[Saved entries]
=-=-=

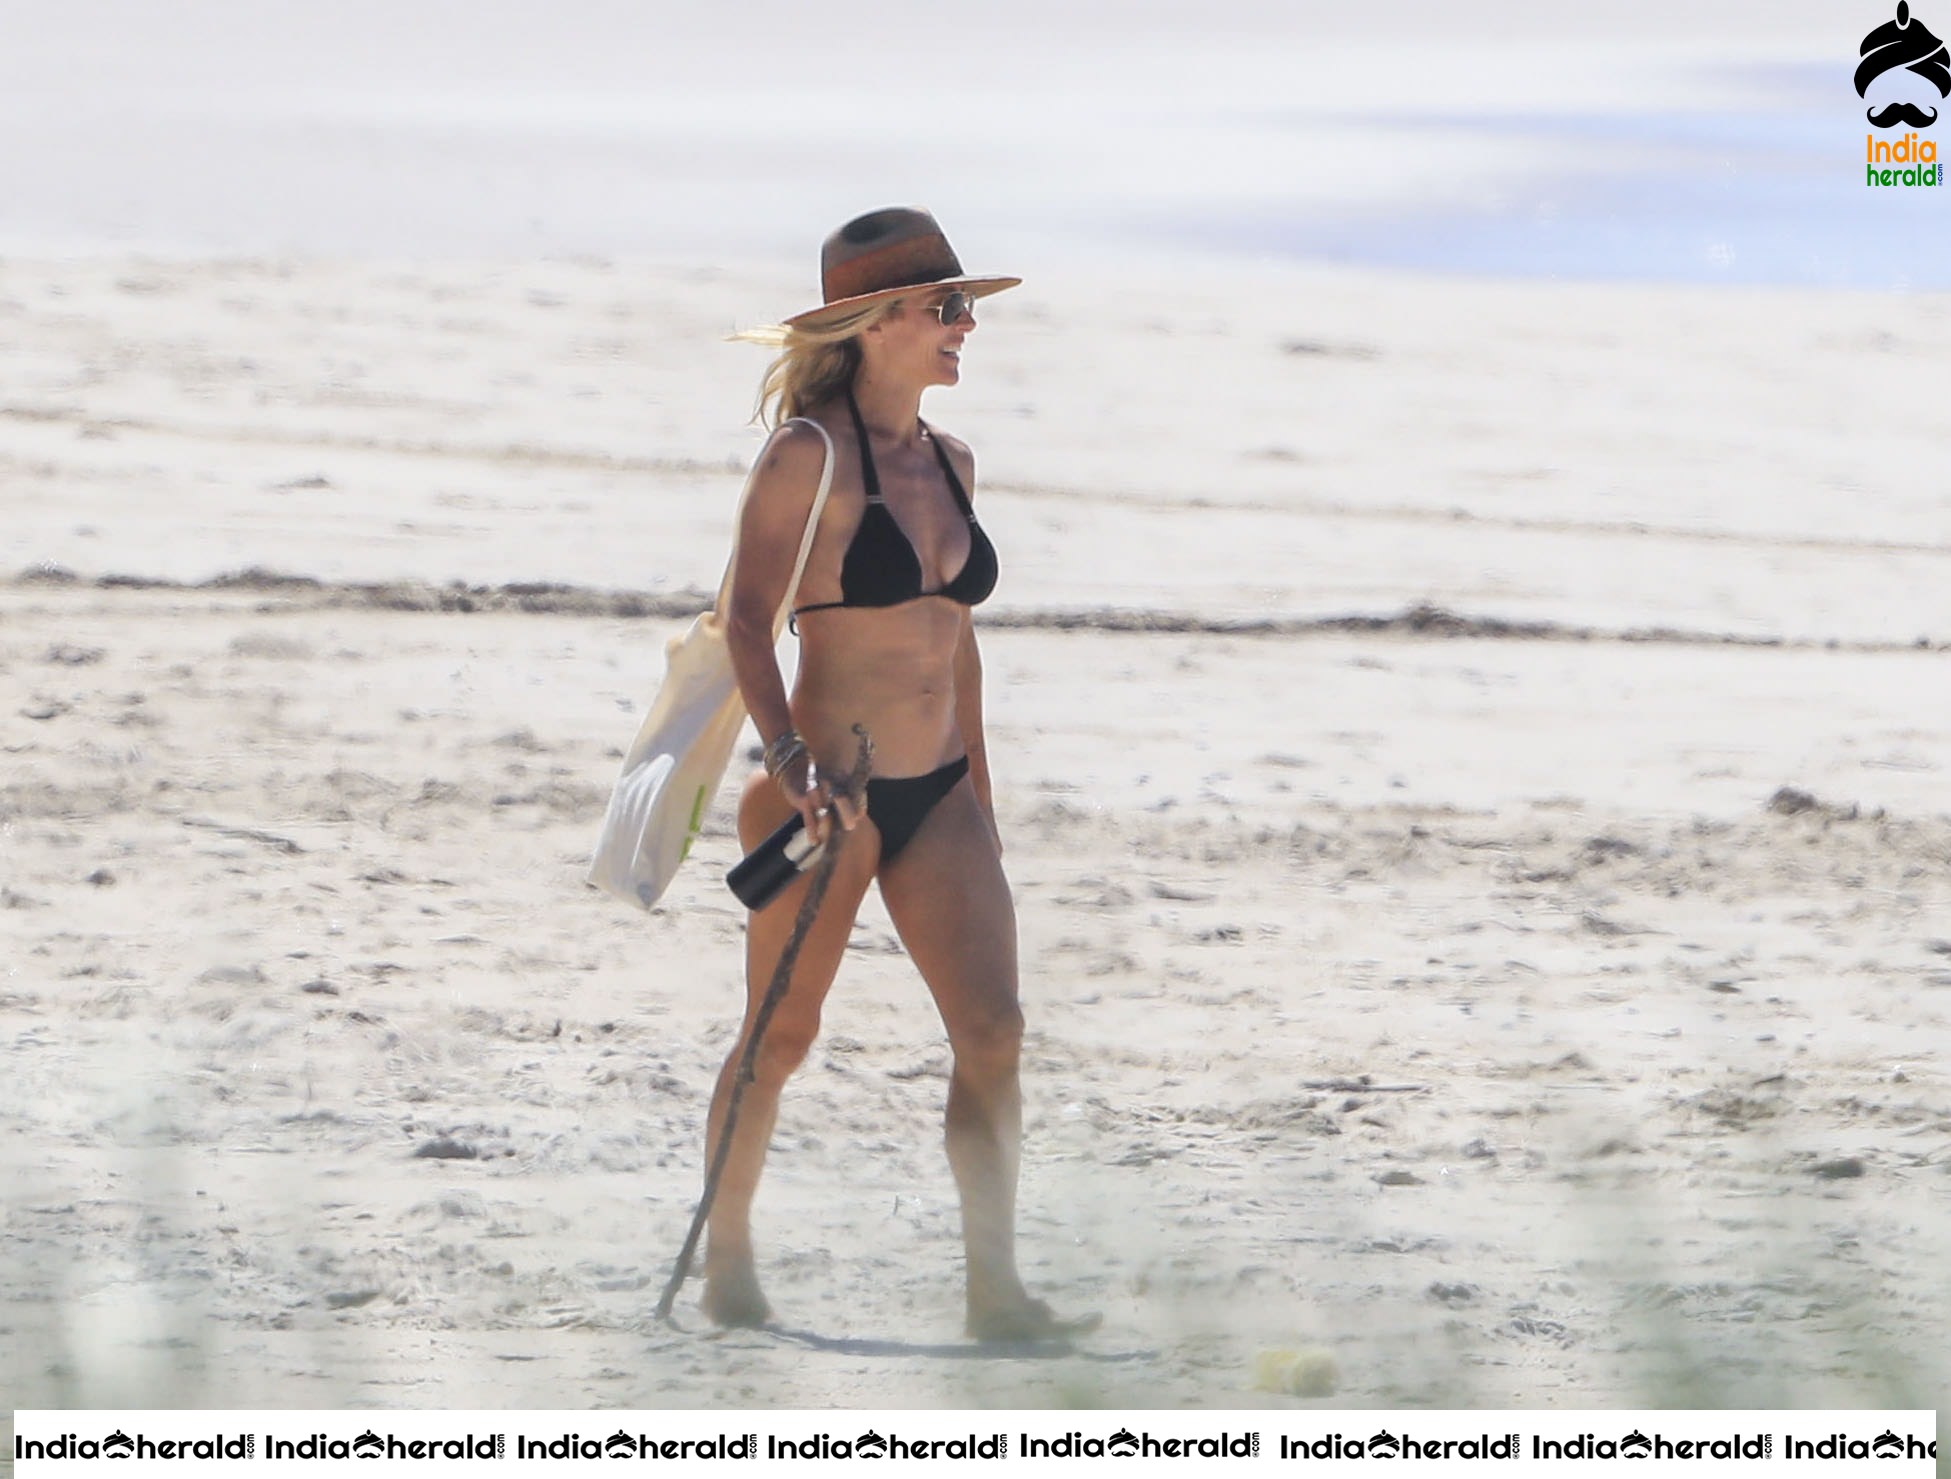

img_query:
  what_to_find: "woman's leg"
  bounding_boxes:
[877,779,1089,1339]
[701,768,880,1326]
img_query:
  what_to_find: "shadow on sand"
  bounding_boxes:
[725,1322,1148,1368]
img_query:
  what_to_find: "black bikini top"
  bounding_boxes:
[791,389,998,623]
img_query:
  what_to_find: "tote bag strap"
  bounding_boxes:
[713,416,836,638]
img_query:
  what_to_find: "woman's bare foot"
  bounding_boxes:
[967,1295,1101,1344]
[701,1260,772,1328]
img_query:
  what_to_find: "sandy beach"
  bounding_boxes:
[3,0,1947,1423]
[3,246,1948,1413]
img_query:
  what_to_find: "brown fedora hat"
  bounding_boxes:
[783,206,1021,327]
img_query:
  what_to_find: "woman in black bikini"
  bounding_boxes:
[704,208,1087,1341]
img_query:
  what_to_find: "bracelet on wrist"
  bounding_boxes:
[763,730,808,780]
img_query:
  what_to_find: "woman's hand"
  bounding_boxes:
[774,752,862,847]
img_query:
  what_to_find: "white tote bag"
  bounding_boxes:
[586,418,835,910]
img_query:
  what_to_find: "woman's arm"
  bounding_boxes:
[723,422,822,739]
[722,420,855,838]
[953,607,1001,855]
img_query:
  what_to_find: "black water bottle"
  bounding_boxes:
[726,811,828,911]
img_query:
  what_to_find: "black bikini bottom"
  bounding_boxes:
[867,756,969,864]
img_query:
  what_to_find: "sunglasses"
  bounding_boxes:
[926,290,977,326]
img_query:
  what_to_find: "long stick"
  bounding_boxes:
[655,726,873,1322]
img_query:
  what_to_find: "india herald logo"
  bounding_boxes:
[1858,2,1950,127]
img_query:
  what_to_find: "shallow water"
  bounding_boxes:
[1148,65,1949,289]
[5,5,1926,289]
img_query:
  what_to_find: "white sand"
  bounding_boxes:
[3,250,1947,1411]
[0,1,1942,1420]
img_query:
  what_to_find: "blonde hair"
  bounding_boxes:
[731,298,903,428]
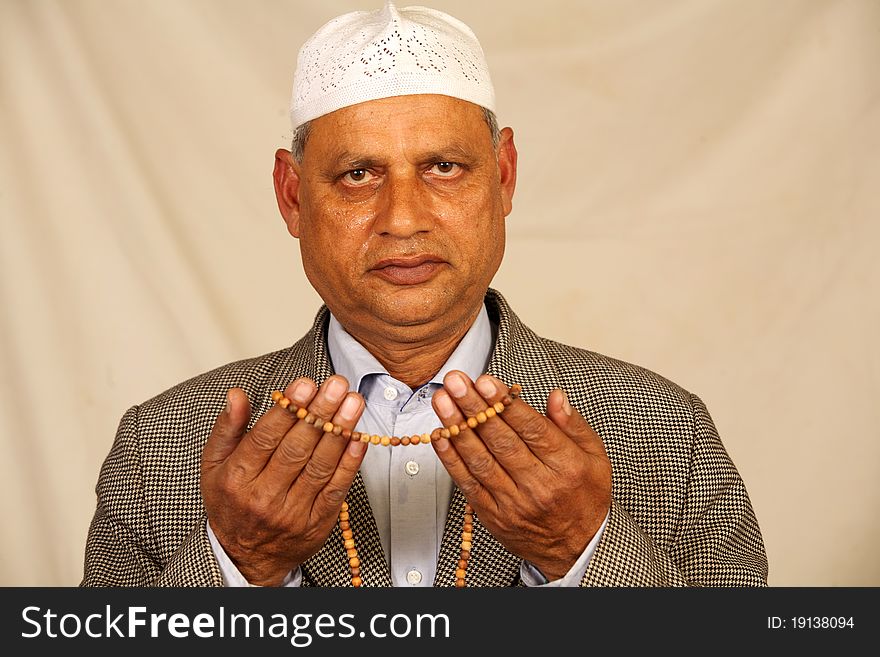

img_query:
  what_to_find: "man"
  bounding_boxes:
[82,2,767,588]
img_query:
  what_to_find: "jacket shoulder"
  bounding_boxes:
[542,338,695,408]
[142,346,297,410]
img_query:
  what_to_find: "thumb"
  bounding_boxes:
[202,388,252,467]
[546,388,607,458]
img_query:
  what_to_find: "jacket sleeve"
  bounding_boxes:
[581,394,768,586]
[80,405,223,587]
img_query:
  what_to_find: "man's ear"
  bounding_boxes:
[273,148,302,238]
[496,127,518,217]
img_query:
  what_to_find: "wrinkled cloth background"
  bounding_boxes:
[1,0,877,586]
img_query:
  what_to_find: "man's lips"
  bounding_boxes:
[370,255,447,285]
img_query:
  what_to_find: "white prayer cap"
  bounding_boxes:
[290,1,495,129]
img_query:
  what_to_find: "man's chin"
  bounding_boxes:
[325,278,481,338]
[366,285,462,328]
[377,290,450,323]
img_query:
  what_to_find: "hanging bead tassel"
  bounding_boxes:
[338,501,362,587]
[455,503,474,588]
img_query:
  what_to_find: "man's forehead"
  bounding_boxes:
[318,94,483,126]
[307,94,487,154]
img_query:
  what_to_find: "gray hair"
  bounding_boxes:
[291,106,501,162]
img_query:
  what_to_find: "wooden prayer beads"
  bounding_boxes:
[269,383,522,448]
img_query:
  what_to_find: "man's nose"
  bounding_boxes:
[372,174,435,237]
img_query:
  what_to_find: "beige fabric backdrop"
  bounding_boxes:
[1,0,877,587]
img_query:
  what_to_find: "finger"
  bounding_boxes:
[259,375,350,489]
[473,374,582,467]
[443,370,541,478]
[201,388,252,467]
[432,387,509,505]
[287,391,365,501]
[546,388,608,458]
[214,378,312,483]
[312,422,370,519]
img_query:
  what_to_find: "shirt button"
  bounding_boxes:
[405,460,420,476]
[383,386,398,401]
[406,569,423,585]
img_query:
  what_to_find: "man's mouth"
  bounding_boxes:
[371,255,447,285]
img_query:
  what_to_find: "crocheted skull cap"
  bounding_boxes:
[290,1,495,129]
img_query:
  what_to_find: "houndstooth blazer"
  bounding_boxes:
[81,288,768,587]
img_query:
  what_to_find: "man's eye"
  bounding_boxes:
[430,162,460,177]
[342,169,375,185]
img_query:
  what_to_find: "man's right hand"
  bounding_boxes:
[200,375,367,586]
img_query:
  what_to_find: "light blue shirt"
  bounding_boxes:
[208,303,608,586]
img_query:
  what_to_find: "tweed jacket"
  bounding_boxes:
[81,289,768,587]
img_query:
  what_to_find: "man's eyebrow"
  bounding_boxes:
[324,151,383,171]
[323,143,481,171]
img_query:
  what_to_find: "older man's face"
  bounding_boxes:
[275,94,517,343]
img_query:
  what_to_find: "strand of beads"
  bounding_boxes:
[338,501,362,587]
[456,503,474,587]
[339,499,475,588]
[269,383,522,447]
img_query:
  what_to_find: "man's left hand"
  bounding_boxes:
[432,371,612,582]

=-=-=

* TASK PROMPT *
Word for word, print every record, and leave out any picture.

* OUTPUT FOR THIS TASK *
img_query:
  what_to_find: "woman's leg"
  bounding_boxes:
[877,779,1089,1339]
[701,768,880,1326]
img_query:
  what_to_find: "shadow on sand"
  bounding_boxes:
[725,1322,1148,1368]
img_query:
  what_to_find: "black bikini top"
  bounding_boxes:
[791,389,998,623]
img_query:
  what_to_find: "tote bag strap"
  bounding_boxes:
[713,416,836,638]
img_query:
  what_to_find: "woman's bare foot"
  bounding_boxes:
[967,1295,1101,1344]
[701,1260,772,1328]
img_query:
  what_to_find: "sandy beach"
  bounding_boxes:
[3,0,1947,1423]
[3,246,1948,1413]
img_query:
  what_to_find: "brown fedora hat"
  bounding_boxes:
[783,206,1021,327]
img_query:
  what_to_find: "woman in black bikini"
  bounding_boxes:
[704,208,1087,1341]
img_query:
  what_to_find: "bracelet on wrist"
  bounding_boxes:
[763,730,808,780]
img_query:
  what_to_find: "woman's hand"
  bounding_boxes:
[774,752,862,847]
img_query:
  what_to_find: "white tote bag"
  bounding_boxes:
[586,418,835,910]
img_query:
  what_to_find: "woman's arm"
  bounding_boxes:
[723,422,822,739]
[722,420,855,838]
[953,607,1001,855]
img_query:
  what_to_find: "black water bottle"
  bounding_boxes:
[726,811,828,911]
img_query:
  what_to_find: "black bikini bottom"
  bounding_boxes:
[867,756,969,864]
img_query:
  what_to_find: "sunglasses"
  bounding_boxes:
[926,290,977,326]
img_query:
  what_to_find: "long stick"
  bounding_boxes:
[655,726,873,1322]
img_query:
  what_to_find: "india herald logo"
  bounding_boxes:
[1858,2,1950,127]
img_query:
  what_to_find: "shallow water"
  bounding_boxes:
[1148,65,1949,289]
[5,5,1926,289]
img_query:
  what_to_find: "white sand"
  bounding_boxes:
[3,250,1947,1411]
[0,1,1942,1420]
img_query:
  what_to_find: "blonde hair"
  bounding_boxes:
[731,298,903,428]

img_query:
  what_to_find: "man"
  bounding_boxes:
[82,2,767,588]
img_query:
  what_to_find: "jacket shoulder"
  bounding_boxes:
[542,338,695,408]
[142,346,297,410]
img_query:
  what_to_find: "thumb"
  bounding_boxes:
[202,388,252,467]
[546,388,607,458]
img_query:
  what_to_find: "jacket sleeve"
  bounding_boxes:
[581,394,768,586]
[80,405,223,587]
img_query:
  what_to_find: "man's ear"
  bounding_boxes:
[273,148,302,238]
[496,127,518,217]
img_query:
  what_to_find: "wrinkled cloth background"
  bounding_boxes:
[1,0,877,586]
img_query:
  what_to_find: "man's lips"
  bounding_boxes:
[370,255,447,285]
img_query:
  what_to_find: "white prayer cap"
  bounding_boxes:
[290,1,495,129]
img_query:
  what_to_find: "man's chin"
  bounding_boxes:
[325,278,481,338]
[366,285,462,328]
[377,290,450,323]
img_query:
  what_to_find: "hanging bead tassel"
  bounding_boxes:
[338,501,362,587]
[455,503,474,588]
img_query:
  what_to_find: "man's forehead"
  bounding_boxes:
[318,94,483,126]
[307,94,487,154]
img_query:
  what_to_find: "gray hair"
  bounding_boxes:
[291,106,501,162]
img_query:
  what_to_find: "wooden prayer beads"
  bounding_boxes:
[269,383,522,448]
img_query:
  what_to_find: "man's nose"
  bounding_boxes:
[372,174,435,237]
img_query:
  what_to_find: "beige fabric backdrop"
  bounding_boxes:
[1,0,877,587]
img_query:
  what_to_find: "finger"
  bounding_boxes:
[259,375,350,489]
[473,374,582,467]
[443,370,541,478]
[201,388,252,467]
[432,387,509,505]
[287,391,365,501]
[546,388,608,458]
[214,378,312,483]
[312,422,370,519]
img_query:
  what_to_find: "shirt button"
  bounding_boxes:
[405,460,420,476]
[383,386,398,401]
[406,569,423,585]
img_query:
  what_to_find: "man's mouth"
  bounding_boxes:
[371,255,447,285]
img_query:
  what_to_find: "crocheted skull cap"
  bounding_boxes:
[290,1,495,129]
img_query:
  what_to_find: "houndstooth blazer"
  bounding_boxes:
[81,288,768,587]
img_query:
  what_to_find: "man's eye"
  bounding_boxes:
[430,162,460,177]
[342,169,375,185]
img_query:
  what_to_find: "man's right hand"
  bounding_boxes:
[200,375,367,586]
img_query:
  what_to_find: "light blue shirt"
  bounding_boxes:
[208,303,608,586]
img_query:
  what_to_find: "tweed jacket"
  bounding_boxes:
[81,289,768,587]
img_query:
  what_to_find: "man's eyebrow"
  bounding_boxes:
[324,151,383,171]
[323,143,481,171]
img_query:
  what_to_find: "older man's face"
  bounding_boxes:
[275,94,517,343]
img_query:
  what_to_find: "strand of beads"
  bounding_boxes:
[338,501,362,587]
[456,503,474,587]
[339,499,475,588]
[269,383,522,447]
img_query:
  what_to_find: "man's left hand"
  bounding_boxes:
[432,371,612,582]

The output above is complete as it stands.